(Attività)
**A)** In base al testo sul gioco della sabbia, perché Dora M. Kalff pensò di usare questo metodo anche per curare gli adulti? Rispondi in una, due o tre frasi.
**B)** Prosegui il testo sul gioco della sabbia partendo dopo la sua ultima frase.

Jung ha evidenziato come, uno dei benefici più rilevanti per l’esplorazione dell’inconscio verso il recupero della salute, sia costituito dalla creatività espressa nelle sue molteplici forme: i sogni, il disegno, la pittura, scultura, ect. e il gioco della sabbia. Esso è una metodica inizialmente applicata al solo lavoro terapeutico per l’infanzia. Nasce intorno agli anni 1950 a Zurigo, grazie al lavoro di Dora Maria Kalff, allieva di Carl Gustav Jung e di Emma Jung, la quale osserva come le madri dei bambini che si recano da lei in terapia si intrattengano, nell’attesa, a rappresentare su vassoi di sabbia, messi a disposizione, i propri mondi psichici. Sarà in seguito allo studio delle rappresentazioni lasciate su questi vassoi che Dora M. Kalff sente e studia la potenzialità curativa della metodica della Sandplay Therapy anche per la cura degli adulti. Nella stanza del gioco della sabbia, con il terapeuta e gli oggetti disposti sugli scaffali, il giocare diventa terapia.

(Dati di origine)
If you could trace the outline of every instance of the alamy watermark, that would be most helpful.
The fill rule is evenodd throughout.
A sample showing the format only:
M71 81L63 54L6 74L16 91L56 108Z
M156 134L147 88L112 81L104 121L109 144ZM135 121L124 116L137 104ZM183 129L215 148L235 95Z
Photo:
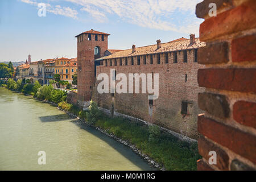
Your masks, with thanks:
M154 77L153 77L154 76ZM100 73L97 79L101 81L97 86L99 93L140 93L141 80L141 93L148 93L148 100L156 100L159 96L159 74L129 73L128 82L125 73L116 74L115 69L110 69L110 80L109 88L109 78L106 73ZM154 80L154 89L152 80ZM119 82L115 84L115 81ZM127 88L128 82L128 88Z
M46 153L44 151L40 151L38 154L40 157L38 159L38 163L39 165L46 164Z
M39 8L38 15L39 17L46 16L46 5L44 3L40 3L38 4Z

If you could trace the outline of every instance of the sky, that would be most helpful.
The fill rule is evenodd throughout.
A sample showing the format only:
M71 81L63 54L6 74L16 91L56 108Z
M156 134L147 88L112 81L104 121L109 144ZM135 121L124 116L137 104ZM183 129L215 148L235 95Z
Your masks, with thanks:
M199 36L202 0L0 0L0 61L77 57L79 34L110 34L108 48L126 49ZM46 5L46 16L39 3ZM40 14L39 13L39 15Z

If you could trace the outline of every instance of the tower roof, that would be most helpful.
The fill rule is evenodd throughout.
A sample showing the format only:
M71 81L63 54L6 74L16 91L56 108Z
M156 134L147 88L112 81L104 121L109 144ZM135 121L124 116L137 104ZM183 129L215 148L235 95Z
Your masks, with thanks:
M81 34L101 34L101 35L110 35L110 34L106 34L106 33L104 33L104 32L99 32L94 30L91 29L89 31L86 31L86 32L81 33L79 35L77 35L77 36L75 36L75 38L76 38L77 36L80 35Z

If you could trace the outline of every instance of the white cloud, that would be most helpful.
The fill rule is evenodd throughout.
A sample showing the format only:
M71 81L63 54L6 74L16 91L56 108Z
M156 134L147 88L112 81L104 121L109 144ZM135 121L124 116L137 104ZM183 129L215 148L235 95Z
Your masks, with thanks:
M21 0L22 2L38 6L39 2L31 0ZM77 19L78 12L69 7L61 7L60 5L56 5L53 7L49 3L46 3L46 11L52 13L56 15L61 15Z
M196 5L201 0L66 1L81 6L82 10L99 22L106 20L109 14L143 27L189 33L198 32L201 22L195 15ZM183 16L179 17L176 13ZM177 20L181 23L177 24Z

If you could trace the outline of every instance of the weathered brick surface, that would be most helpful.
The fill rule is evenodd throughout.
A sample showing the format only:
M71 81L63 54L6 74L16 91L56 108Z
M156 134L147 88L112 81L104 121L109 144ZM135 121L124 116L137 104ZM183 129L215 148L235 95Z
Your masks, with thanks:
M256 60L256 34L233 40L232 53L233 62Z
M198 96L199 108L218 118L229 116L229 105L225 96L208 93L200 93Z
M105 73L109 77L111 68L115 68L117 74L123 73L128 78L128 73L159 73L159 96L153 101L150 108L148 94L117 94L113 98L111 94L98 94L96 81L94 88L93 100L100 106L110 109L114 105L115 111L122 114L138 118L168 129L185 136L197 138L197 115L202 112L197 106L197 94L204 92L197 84L197 72L204 65L194 61L194 50L187 51L188 63L183 63L183 52L177 53L177 63L174 63L174 53L170 52L169 63L164 63L164 54L160 54L160 64L157 64L156 55L153 55L153 64L150 64L150 56L146 55L146 65L143 64L141 56L141 65L137 65L137 57L134 57L134 65L131 65L131 59L128 57L128 65L120 66L119 60L117 66L114 64L108 67L104 64L97 67L96 77L99 73ZM185 81L185 74L187 81ZM118 81L116 81L116 84ZM128 88L128 86L127 86ZM114 101L113 101L114 100ZM187 101L189 113L181 111L182 101Z
M219 36L256 27L256 1L252 0L206 19L200 24L200 39Z
M101 56L104 55L108 49L108 36L105 35L104 40L95 40L95 35L91 34L92 40L88 40L88 34L82 34L83 40L77 39L77 90L78 100L88 101L91 99L92 87L95 81L94 78L94 47L100 48Z
M204 18L208 15L210 10L209 5L210 3L214 3L217 10L224 7L231 7L234 5L233 0L205 0L196 5L196 15L197 18Z
M198 50L198 63L203 64L229 61L229 44L227 42L211 44Z
M199 117L199 132L234 152L256 163L256 136L238 129L205 118ZM199 148L201 147L199 145Z
M236 102L233 106L233 115L237 122L256 129L256 103Z
M256 92L256 69L209 68L198 71L199 86L242 92Z
M209 155L209 152L211 151L216 151L217 154L217 164L216 166L221 170L228 170L229 169L229 157L224 150L206 139L204 137L199 138L198 144L200 146L199 148L199 154L205 159L206 161L208 161L210 156Z
M197 161L197 170L199 171L214 171L208 164L202 159Z

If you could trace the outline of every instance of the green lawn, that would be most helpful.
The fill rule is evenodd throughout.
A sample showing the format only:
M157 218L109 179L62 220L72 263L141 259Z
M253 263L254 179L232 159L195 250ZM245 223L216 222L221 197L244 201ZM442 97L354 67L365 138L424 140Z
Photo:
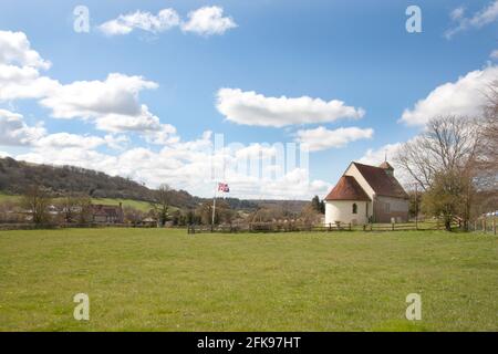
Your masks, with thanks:
M21 196L17 195L6 195L0 192L0 202L19 202L21 200ZM56 199L55 199L56 200ZM118 199L118 198L92 198L93 204L104 204L104 205L111 205L111 206L117 206L118 204L123 202L123 206L133 207L135 209L142 210L144 212L147 212L152 209L151 204L148 201L143 200L133 200L133 199ZM178 210L178 208L170 207L170 211Z
M416 323L408 293L422 295ZM0 330L498 331L498 238L1 231Z

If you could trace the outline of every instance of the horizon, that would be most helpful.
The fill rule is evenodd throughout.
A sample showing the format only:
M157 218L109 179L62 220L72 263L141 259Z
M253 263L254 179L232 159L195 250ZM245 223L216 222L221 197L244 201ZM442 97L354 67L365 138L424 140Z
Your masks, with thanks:
M498 77L496 0L46 3L2 3L0 157L203 198L322 198Z

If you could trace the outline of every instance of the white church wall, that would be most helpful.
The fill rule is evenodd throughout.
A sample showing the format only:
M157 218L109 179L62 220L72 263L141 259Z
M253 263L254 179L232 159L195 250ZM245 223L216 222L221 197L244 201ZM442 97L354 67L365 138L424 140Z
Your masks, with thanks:
M356 204L356 214L353 214L353 204ZM325 225L335 223L366 223L366 205L367 201L353 200L325 200ZM371 214L369 207L369 214Z

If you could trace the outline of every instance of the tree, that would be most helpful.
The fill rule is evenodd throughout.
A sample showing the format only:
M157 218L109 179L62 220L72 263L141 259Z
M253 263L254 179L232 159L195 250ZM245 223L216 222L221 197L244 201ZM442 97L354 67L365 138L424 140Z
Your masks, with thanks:
M77 220L77 216L80 214L80 198L74 195L66 195L62 198L59 198L56 201L56 207L59 211L59 216L61 217L63 222L74 222Z
M152 207L156 214L159 225L164 227L168 219L168 209L172 200L172 188L164 184L160 185L157 190L154 191L154 201Z
M134 226L139 223L145 218L145 214L142 210L138 210L131 206L125 206L123 208L123 214L124 214L125 220L127 222L133 223Z
M498 80L489 84L486 105L479 121L481 134L478 146L477 179L480 190L498 192Z
M200 217L200 221L205 225L212 223L212 201L203 202L196 210ZM228 202L222 199L216 200L215 209L215 225L220 222L230 223L234 218L234 211L230 209Z
M445 223L458 212L468 225L479 145L480 126L476 119L440 116L430 119L426 129L405 143L396 156L396 163L418 183L423 192L428 192L425 210L443 215Z
M313 199L311 199L311 207L320 214L325 214L325 204L323 200L320 200L319 196L314 196Z
M89 196L80 196L76 198L77 222L89 223L93 221L92 198Z
M39 185L29 186L21 198L22 208L28 210L31 220L37 225L49 221L50 202L49 192Z
M319 201L318 206L320 207L320 205L321 202ZM322 219L322 212L320 209L317 209L317 205L311 202L302 209L300 219L302 219L308 225L319 223Z
M463 178L458 170L438 171L434 176L430 188L422 198L425 211L434 216L443 217L445 229L452 230L452 221L461 217L465 222L469 219L468 189L471 187L470 179Z

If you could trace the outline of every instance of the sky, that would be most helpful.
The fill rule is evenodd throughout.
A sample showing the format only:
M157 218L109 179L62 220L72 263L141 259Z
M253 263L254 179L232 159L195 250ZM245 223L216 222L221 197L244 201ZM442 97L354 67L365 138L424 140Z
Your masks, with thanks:
M497 29L496 0L2 0L0 156L324 197L430 117L478 115Z

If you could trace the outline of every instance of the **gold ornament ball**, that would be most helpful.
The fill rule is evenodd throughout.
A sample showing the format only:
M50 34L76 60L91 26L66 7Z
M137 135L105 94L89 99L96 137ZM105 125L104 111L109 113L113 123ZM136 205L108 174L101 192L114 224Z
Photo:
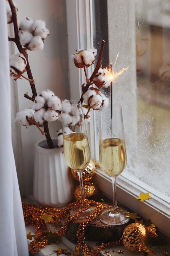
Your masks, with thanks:
M83 181L88 181L91 179L95 175L95 171L96 167L95 163L92 160L90 160L86 168L83 172ZM74 179L76 181L79 181L79 176L77 172L71 169L71 174Z
M92 183L87 182L83 183L84 196L87 199L91 196L95 196L98 193L98 190L96 186ZM81 191L80 185L77 186L74 189L74 197L76 200L81 199Z
M148 246L150 232L144 225L132 223L126 227L123 232L123 245L132 252L144 250Z

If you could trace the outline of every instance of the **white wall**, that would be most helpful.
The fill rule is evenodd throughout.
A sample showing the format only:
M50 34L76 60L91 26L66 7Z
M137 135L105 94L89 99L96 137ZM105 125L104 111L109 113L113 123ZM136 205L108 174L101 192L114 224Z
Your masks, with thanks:
M18 9L18 24L27 16L34 19L41 19L46 21L50 33L45 40L42 51L28 51L37 94L43 89L49 89L61 99L70 98L65 2L65 0L15 1ZM10 45L12 44L10 43ZM12 47L11 45L10 46ZM16 49L15 52L17 52ZM32 191L34 145L37 141L45 139L35 127L32 126L27 129L14 123L17 112L31 106L32 102L23 97L27 91L31 96L31 87L26 80L18 80L11 83L13 144L21 195ZM51 137L56 137L56 131L60 125L57 122L49 124Z

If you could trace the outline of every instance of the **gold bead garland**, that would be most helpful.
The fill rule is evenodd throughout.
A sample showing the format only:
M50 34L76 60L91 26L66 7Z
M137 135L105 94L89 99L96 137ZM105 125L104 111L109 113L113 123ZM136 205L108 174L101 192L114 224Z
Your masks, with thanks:
M69 211L73 208L76 207L80 207L83 204L83 207L79 210L73 216L68 215ZM78 216L81 215L83 211L89 208L90 205L95 206L96 208L93 212L91 213L83 222L80 224L77 233L78 242L83 253L87 254L90 253L91 255L99 255L101 250L108 246L120 244L121 239L116 242L109 242L107 243L102 243L97 248L89 251L88 246L85 243L84 237L84 230L85 227L100 215L100 212L103 208L102 204L92 200L85 199L83 201L80 200L75 202L71 203L67 205L64 208L57 209L49 207L39 208L36 207L33 205L22 202L23 213L26 225L31 224L37 228L35 232L35 240L32 241L30 243L29 251L33 253L37 253L40 250L44 248L47 244L47 239L45 238L45 234L46 232L44 230L46 228L44 221L41 219L41 217L45 213L49 215L53 215L53 221L49 221L49 223L58 224L62 220L63 218L66 217L65 221L62 227L56 232L53 232L58 236L62 236L65 233L68 227L68 224L71 221L76 219Z

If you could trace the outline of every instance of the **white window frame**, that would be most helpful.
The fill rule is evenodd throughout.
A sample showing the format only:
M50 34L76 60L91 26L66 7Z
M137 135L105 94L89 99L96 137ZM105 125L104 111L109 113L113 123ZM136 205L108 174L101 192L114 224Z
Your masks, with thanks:
M76 49L93 46L92 0L66 1L71 99L80 98L81 94L81 85L85 81L82 71L75 68L70 57ZM92 67L91 69L88 69L91 74L92 69ZM78 89L78 85L79 90ZM94 148L94 152L95 125L94 118L90 122L89 134L91 148ZM91 158L94 159L95 157L94 153L93 153ZM99 169L97 170L96 174L95 180L99 188L111 198L112 191L111 178ZM146 193L149 191L148 186L134 177L127 176L125 175L120 175L118 177L117 186L118 202L143 218L147 219L151 219L152 223L156 225L162 232L168 236L170 236L169 204L159 198L158 193L156 195L156 193L154 192L154 194L150 193L150 195L151 198L143 203L137 200L136 199L139 196L140 193Z

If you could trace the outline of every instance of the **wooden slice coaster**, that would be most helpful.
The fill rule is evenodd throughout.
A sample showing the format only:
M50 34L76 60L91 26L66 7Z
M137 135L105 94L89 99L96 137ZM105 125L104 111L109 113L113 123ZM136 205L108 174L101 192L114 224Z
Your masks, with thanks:
M110 205L105 203L102 203L104 207L108 207ZM105 211L106 209L106 208L104 208L103 211ZM65 235L67 238L72 242L77 242L77 231L80 224L83 221L82 219L78 219L70 223ZM116 241L121 237L124 229L130 222L130 220L128 222L123 225L111 226L101 222L99 217L97 217L85 228L85 240L105 243Z

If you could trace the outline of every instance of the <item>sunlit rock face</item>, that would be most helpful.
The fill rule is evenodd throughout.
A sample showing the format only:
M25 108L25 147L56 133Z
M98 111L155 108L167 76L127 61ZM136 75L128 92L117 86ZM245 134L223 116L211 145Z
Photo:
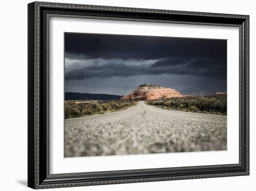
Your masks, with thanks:
M148 100L159 98L183 97L177 90L158 85L143 84L129 94L122 97L121 100Z

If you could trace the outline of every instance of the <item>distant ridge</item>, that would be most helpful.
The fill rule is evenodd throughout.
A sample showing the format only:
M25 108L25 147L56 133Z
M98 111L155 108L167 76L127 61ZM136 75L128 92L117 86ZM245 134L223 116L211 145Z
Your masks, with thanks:
M101 93L84 93L75 92L66 92L65 93L65 100L110 101L118 100L122 96L123 96Z

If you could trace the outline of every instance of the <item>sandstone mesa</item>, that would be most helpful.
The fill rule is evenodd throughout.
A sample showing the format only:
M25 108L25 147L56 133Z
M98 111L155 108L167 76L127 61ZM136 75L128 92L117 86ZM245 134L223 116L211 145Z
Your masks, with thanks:
M120 98L121 100L148 100L189 96L180 94L174 89L150 84L142 84L131 93Z

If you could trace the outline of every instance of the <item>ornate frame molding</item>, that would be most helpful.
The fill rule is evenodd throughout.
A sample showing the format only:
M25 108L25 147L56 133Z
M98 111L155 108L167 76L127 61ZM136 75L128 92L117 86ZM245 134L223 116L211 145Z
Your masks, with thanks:
M63 14L47 13L47 11L43 12L44 8L47 9L65 8L67 13ZM115 12L125 14L131 13L152 13L156 15L164 15L166 16L170 15L187 15L189 18L195 17L195 20L200 17L203 18L203 22L196 21L182 21L170 20L152 20L150 19L141 19L134 17L124 18L121 17L103 16L102 15L92 16L84 15L68 14L70 9L83 11L95 11L96 13L99 12L107 11L108 13ZM100 185L106 184L135 183L141 182L151 182L156 181L165 181L170 180L201 178L213 177L221 177L247 175L249 174L249 16L248 15L221 14L208 13L191 12L179 11L171 11L157 9L147 9L130 7L106 7L87 5L70 4L44 2L35 2L28 4L28 114L33 115L33 119L29 118L28 122L28 186L35 189L57 188L70 186L79 186L83 185ZM32 17L33 16L33 17ZM242 119L239 120L239 164L220 165L194 166L187 167L166 168L164 169L153 169L144 170L135 170L128 171L117 171L106 172L81 172L78 173L67 173L49 174L49 23L50 17L72 17L81 18L90 18L95 19L105 19L112 20L129 20L134 21L146 21L168 22L172 23L196 24L203 25L216 25L227 26L236 26L239 27L239 66L240 80L239 86L241 91L240 93L239 110L240 116ZM189 18L189 17L188 17ZM211 19L210 19L211 18ZM215 18L216 22L211 22ZM201 18L202 19L202 18ZM226 19L229 19L227 20ZM225 20L226 19L226 20ZM235 20L236 22L229 23L229 20ZM42 26L42 20L45 26ZM225 22L221 22L225 20ZM239 21L240 21L239 23ZM210 22L209 22L210 21ZM42 33L44 34L42 34ZM32 34L33 34L33 35ZM45 35L45 38L43 37ZM33 39L32 36L33 36ZM42 51L42 39L46 40L46 51ZM46 75L42 73L42 54L45 54ZM45 84L42 84L42 81L45 80ZM33 86L32 87L32 86ZM41 86L43 88L41 88ZM42 91L46 91L45 94L42 96ZM41 97L43 97L45 101L42 101ZM42 110L44 106L42 103L45 103L45 108ZM243 107L245 107L244 111ZM243 108L242 108L243 107ZM42 115L43 116L42 117ZM42 125L42 119L45 119L45 123ZM243 119L243 120L242 120ZM42 132L42 131L46 132ZM245 133L244 133L245 132ZM244 136L242 137L242 135ZM42 147L41 143L45 144L45 148ZM31 145L32 144L32 145ZM40 145L41 144L41 145ZM42 154L45 159L42 159ZM244 153L243 154L243 153ZM243 160L244 159L244 160ZM88 176L97 175L102 173L105 174L120 173L135 173L144 172L153 172L159 171L171 171L172 170L192 170L197 168L221 168L228 169L232 167L244 166L243 170L235 172L229 171L227 173L221 172L213 173L209 174L205 174L190 175L187 173L182 175L163 176L160 177L148 177L145 178L126 178L125 179L106 179L105 180L89 180ZM75 180L78 176L83 176ZM64 180L69 178L70 181Z

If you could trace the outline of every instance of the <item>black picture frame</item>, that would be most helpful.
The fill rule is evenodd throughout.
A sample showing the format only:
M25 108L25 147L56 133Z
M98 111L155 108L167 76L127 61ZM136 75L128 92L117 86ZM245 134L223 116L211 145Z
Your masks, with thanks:
M47 25L51 16L239 27L239 163L50 174ZM35 2L28 4L27 56L28 187L42 189L249 175L249 15Z

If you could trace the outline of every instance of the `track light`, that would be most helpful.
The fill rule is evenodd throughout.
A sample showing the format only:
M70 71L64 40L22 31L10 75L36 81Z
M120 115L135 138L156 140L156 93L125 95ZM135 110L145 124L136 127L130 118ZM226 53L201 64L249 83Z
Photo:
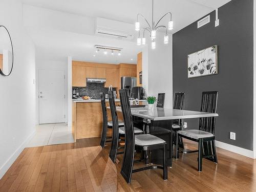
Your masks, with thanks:
M169 36L166 34L164 35L164 37L163 38L163 43L164 44L167 44L169 42Z

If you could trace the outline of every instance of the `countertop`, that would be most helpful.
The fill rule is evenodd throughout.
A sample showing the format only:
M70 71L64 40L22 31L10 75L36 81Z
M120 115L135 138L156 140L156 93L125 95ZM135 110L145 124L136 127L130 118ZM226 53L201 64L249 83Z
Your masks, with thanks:
M81 99L72 99L74 102L100 102L100 99L89 99L89 100L81 100ZM146 100L139 100L139 101L146 101ZM106 99L106 101L109 102L109 99ZM120 99L115 99L115 101L120 102Z

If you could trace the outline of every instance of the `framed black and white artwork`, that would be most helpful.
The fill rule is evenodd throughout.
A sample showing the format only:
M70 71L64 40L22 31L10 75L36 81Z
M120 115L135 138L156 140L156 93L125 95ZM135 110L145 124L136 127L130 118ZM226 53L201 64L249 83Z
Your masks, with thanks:
M218 74L218 46L188 55L187 72L188 78Z

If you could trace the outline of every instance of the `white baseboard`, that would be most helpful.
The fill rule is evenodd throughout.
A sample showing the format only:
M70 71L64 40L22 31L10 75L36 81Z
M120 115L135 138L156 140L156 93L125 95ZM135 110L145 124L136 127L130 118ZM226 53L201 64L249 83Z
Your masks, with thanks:
M12 163L15 161L18 156L22 152L27 144L32 138L35 135L35 130L28 137L28 138L22 143L20 146L12 154L10 158L6 161L4 165L0 167L0 179L4 176Z
M216 141L216 146L229 151L231 152L236 153L240 155L246 156L252 159L254 159L253 152L252 151L246 150L245 148L239 147L239 146L230 145L221 141Z

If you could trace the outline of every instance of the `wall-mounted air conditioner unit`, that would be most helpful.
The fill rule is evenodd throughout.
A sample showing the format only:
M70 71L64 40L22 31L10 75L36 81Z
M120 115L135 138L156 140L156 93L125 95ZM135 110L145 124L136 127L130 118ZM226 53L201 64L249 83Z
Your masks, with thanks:
M209 23L210 23L210 15L203 18L197 22L197 28L198 29Z
M132 40L134 37L133 25L123 22L97 17L95 23L95 34L99 35Z

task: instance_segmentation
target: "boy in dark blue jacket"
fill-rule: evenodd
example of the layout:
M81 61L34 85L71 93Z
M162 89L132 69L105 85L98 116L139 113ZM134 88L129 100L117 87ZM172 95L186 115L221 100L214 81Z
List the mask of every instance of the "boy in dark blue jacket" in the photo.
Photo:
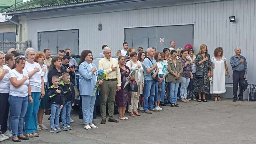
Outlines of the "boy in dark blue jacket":
M71 105L74 105L75 90L74 85L70 82L70 77L67 72L62 73L63 82L59 86L63 90L65 105L61 110L61 120L62 130L64 131L72 130L70 126L70 112Z
M59 126L61 110L65 103L63 91L58 86L60 83L59 76L53 77L52 82L53 84L49 87L48 93L51 103L51 130L50 132L57 133L61 131ZM55 120L54 123L54 119Z

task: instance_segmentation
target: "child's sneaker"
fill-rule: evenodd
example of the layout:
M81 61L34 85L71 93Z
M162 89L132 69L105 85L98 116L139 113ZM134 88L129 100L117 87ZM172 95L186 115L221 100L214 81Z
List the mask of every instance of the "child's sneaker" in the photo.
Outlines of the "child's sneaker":
M71 127L70 127L70 126L69 125L67 126L67 128L68 130L72 130L72 128L71 128Z
M51 130L50 131L51 132L53 132L54 133L58 133L59 132L59 131L58 131L57 129L55 128L53 128L52 129L51 129Z
M62 131L61 130L61 129L60 129L60 128L59 127L57 128L56 128L56 129L57 129L57 130L58 130L58 131Z
M64 126L62 127L62 130L64 130L64 131L66 131L67 130L68 130L68 129L67 128L66 126Z

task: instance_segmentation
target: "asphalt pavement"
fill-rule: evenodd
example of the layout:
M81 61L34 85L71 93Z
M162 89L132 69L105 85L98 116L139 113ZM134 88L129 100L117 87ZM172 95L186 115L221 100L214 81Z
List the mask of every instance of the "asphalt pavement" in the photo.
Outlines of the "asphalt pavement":
M87 130L78 111L72 110L72 130L57 133L50 130L38 132L39 137L20 144L253 144L256 143L256 101L232 102L211 100L207 102L178 102L180 107L162 106L152 114L118 120L119 122L100 124L100 115L94 120L97 129ZM114 116L118 119L118 115ZM49 126L48 116L44 117ZM14 143L11 140L0 144Z

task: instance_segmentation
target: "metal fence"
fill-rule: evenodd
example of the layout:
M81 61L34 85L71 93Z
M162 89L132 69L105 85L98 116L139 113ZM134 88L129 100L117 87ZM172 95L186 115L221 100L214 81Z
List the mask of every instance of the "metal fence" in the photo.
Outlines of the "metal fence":
M19 52L23 53L27 47L27 43L25 42L12 42L8 40L0 42L0 51L5 53L8 53L11 48L15 48Z

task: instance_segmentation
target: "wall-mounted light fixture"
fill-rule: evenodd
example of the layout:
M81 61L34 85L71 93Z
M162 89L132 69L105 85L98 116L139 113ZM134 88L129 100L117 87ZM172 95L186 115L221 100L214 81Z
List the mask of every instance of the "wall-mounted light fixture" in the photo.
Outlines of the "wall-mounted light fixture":
M236 21L236 17L234 15L229 17L229 22L235 22Z
M98 29L100 31L101 31L102 29L102 24L99 24L98 25Z

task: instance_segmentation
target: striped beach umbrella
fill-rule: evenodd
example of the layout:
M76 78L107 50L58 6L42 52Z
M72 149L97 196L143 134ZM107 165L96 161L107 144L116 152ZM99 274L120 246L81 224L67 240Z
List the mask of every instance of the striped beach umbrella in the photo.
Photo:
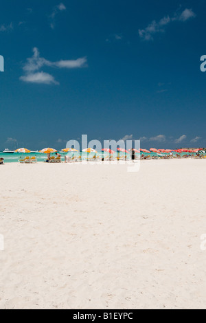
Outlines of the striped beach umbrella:
M155 148L150 148L150 151L152 151L152 153L156 153L157 154L160 154L161 153L161 151L159 151L158 149L156 149Z
M129 151L131 151L132 148L131 149L129 149ZM138 154L140 153L140 151L138 151L137 149L133 149L133 151L135 151L135 153L137 153Z
M65 153L78 153L79 151L73 149L73 148L66 148L65 149L62 149L62 151L64 151Z
M31 153L31 151L29 151L29 149L26 149L25 148L19 148L19 149L16 149L16 151L15 151L15 153L21 153L22 154L25 154Z
M121 151L121 153L126 153L127 154L129 154L129 152L126 151L126 149L124 149L123 148L117 148L117 150L118 151Z
M105 153L108 153L110 154L114 154L115 151L112 151L111 149L107 148L107 149L102 149L102 151L104 151Z
M150 149L151 150L151 149ZM142 153L146 153L147 154L150 154L151 153L148 151L147 149L139 149L140 151L141 151Z
M45 148L44 149L42 149L42 151L40 151L39 153L41 153L42 154L49 154L52 153L56 153L57 151L56 149L54 149L53 148Z
M95 151L95 149L93 149L93 148L87 148L86 149L83 149L83 153L97 153L97 151Z

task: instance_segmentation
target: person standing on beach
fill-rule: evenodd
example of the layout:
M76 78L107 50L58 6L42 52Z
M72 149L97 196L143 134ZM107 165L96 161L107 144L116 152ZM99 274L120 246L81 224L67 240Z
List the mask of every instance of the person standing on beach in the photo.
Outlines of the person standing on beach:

(Risposte)
**A)** Kalff notò che le madri dei bambini in terapia, mentre aspettavano, rappresentavano i propri mondi psichici sui vassoi di sabbia messi a loro disposizione. Studiando queste rappresentazioni, intuì e approfondì il potere curativo della Sandplay Therapy anche per gli adulti.

**B)**
Nel 1966, solo su insistenza dei suoi allievi, Dora M. Kalff scriverà il suo primo ed unico volume: Sandspiel, Standsfield, Zürich, edito, tradotto in italiano nel 1974, da Giusti O.S. di Firenze, nel 1974.
La sabbia è un elemento antico, arcaico che proviene dallo sgretolamento di rocce/pietre. Dora M. Kalff da sempre l’ha considerata materiale naturale “possibile” alla cura. È costituita da minuscoli granelli che le conferiscono, con la plasticità, una globale morbidezza e consistenza. È materia solida ma possiede caratteristiche di liquido, assume la forma del contenitore in cui è posta: se si stringe in mano fluisce e di essa non restano che pochi granelli. Manipolandola si scalda con facilità. È plasmabile, tanto che, usandola con l’acqua può assumere forme diverse e bizzarre manifestando emozioni, sensazioni, sentimenti e dando vita a simbolici personaggi, sculture, ect.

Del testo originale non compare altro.